◆ **Requests**:
1) Answer these from the bounced-check passage, one line each:
(a) About how long had it been since the narrator last wrote a check?
(b) What did the corrected bill consist of?
(c) What was the billing organization's reply when asked to remove the 100% service charge?
2) List every sentence in the bounced-check passage that ends with a question mark.
3) Write what comes next in the bounced-check passage, starting after its final sentence.

◆ **Excerpt provided**:

Unfortunately, I wrote the check well before the money transferred into the estate account was actually . . . you know . . . in the estate account, ensuring that the check was of the very rubber variety.  This is why I don't have access to our personal checking account - the first check I have written in like 20 years and I bounced the mother.

A corrected bill arrived: the original $30 plus an additional $30 for their inconvenience.  I didn't think that they had been that inconvenienced but I guess you can tack on whatever additional charges you want to if you're the ones in charge of printing the bill.  They could have added $130. What am I going to say?  You can't do that?  Clearly they can do that.  They did do that.

So, you say, it's $30, right, split equally between my sister and me.  You, sir, would be incorrect because it had already evolved the Principle of the Thing.  I called the billing organization and explained that my father had died and things were a little disorganized, that I was sorry and I was sending the replacement check today.  Oh, and would they remove the 100% service charge?  No, they would not.

◆ **Listing**:
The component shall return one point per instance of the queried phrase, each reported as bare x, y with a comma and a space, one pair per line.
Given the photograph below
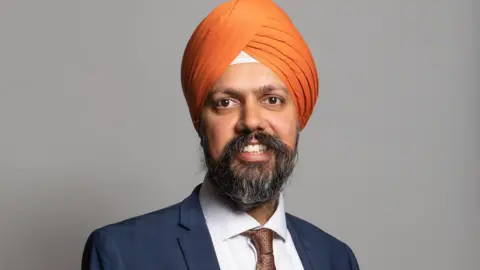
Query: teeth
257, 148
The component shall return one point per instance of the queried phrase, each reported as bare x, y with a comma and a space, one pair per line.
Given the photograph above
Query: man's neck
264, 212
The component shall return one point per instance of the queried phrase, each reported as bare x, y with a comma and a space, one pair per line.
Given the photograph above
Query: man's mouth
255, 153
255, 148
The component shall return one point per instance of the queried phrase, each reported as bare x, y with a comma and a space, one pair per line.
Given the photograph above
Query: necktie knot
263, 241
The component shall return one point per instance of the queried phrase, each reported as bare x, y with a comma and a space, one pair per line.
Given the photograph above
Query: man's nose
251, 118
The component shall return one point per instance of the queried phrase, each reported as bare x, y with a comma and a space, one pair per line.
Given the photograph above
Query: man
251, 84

--

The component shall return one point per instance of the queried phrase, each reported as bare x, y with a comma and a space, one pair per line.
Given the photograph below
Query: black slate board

◆ **Final answers**:
1)
(a) About 20 years ("like 20 years").
(b) The original $30 plus an additional $30 for their inconvenience.
(c) No, they would not.

2)
- What am I going to say?
- You can't do that?
- Oh, and would they remove the 100% service charge?

3)
I got dinged by my bank for bouncing one of their checks and that seemed reasonable.  I thought it was kind of shitty for this overcompensated group of greedy bloodsuckers to keep piling on with the charges.  It was a bill for an ER doc who had already been paid $1000 for what was probably an hour's worth of work.  Again, he can charge whatever he wants - that is not disputable.  My paying these charges is highly disputable.

"We just can't remove that charge," the clerk said, bluntly.

"Well, I'm not paying that," I countered, miffed.  "I'm happy to pay the bill and I'll mail the check today but I'm not paying a 100% service charge."

"I'll note that on the account," she replied.

"So you won't remove the charge?" I said, soldiering on through the billing office equivalent of withering machine gun fire.  You always hear about the hero who makes it through the withering machine gun fire to blow up the tank or pillbox, knife the enemy machine gun guy in his foxhole - you don't often hear about all of the guys who are cut in half with 50mm machine gun bullets.

"No, sir, we can't remove that," she said, clearly used to dealing with people like me.

"Sure, you can remove it," I said.  "You won't remove it, which is an entirely different thing.  It's your bill - you can add or subtract anything you want."

I was smack dab in the middle of one of those situations where I was getting pissed while trying to refrain from acting badly.  You know: stress - when the mind overrides the body's basic desire to choke the shit out of some asshole who desperately deserves it.  Anyway, my voice gets lower and lower, more growly, sort of like the weird keening noise a cat makes right before it lunges at another cat.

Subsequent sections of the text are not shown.